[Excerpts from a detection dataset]
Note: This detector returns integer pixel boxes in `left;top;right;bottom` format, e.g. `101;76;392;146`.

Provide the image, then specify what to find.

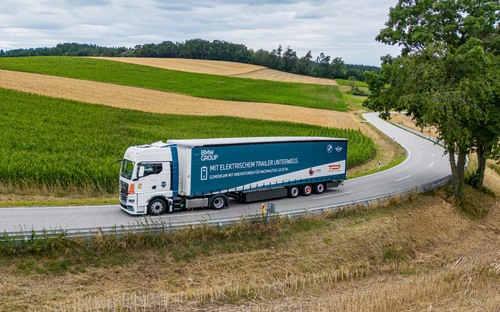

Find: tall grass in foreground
0;57;347;111
0;89;374;194
0;189;500;312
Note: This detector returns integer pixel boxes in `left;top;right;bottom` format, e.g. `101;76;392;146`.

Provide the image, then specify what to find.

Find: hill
92;57;338;86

◆ Aim
Please update the listing above by replacing every "detector" with "locator" and keeping all else unchanged. Leave the pictures out of your answer.

◆ Completed task
Note: This locator returns integer pixel boxes in `left;top;right;bottom` format, e.g. `101;76;392;146`.

Provide the image, then specify what to find.


Find: tall grass in foreground
0;57;347;111
0;89;374;194
0;189;500;312
Note: This locator returns integer pixel boxes in `left;top;right;bottom` format, e.g. `101;76;392;146`.

Provide the image, then specify what to find.

Find: hill
92;57;338;86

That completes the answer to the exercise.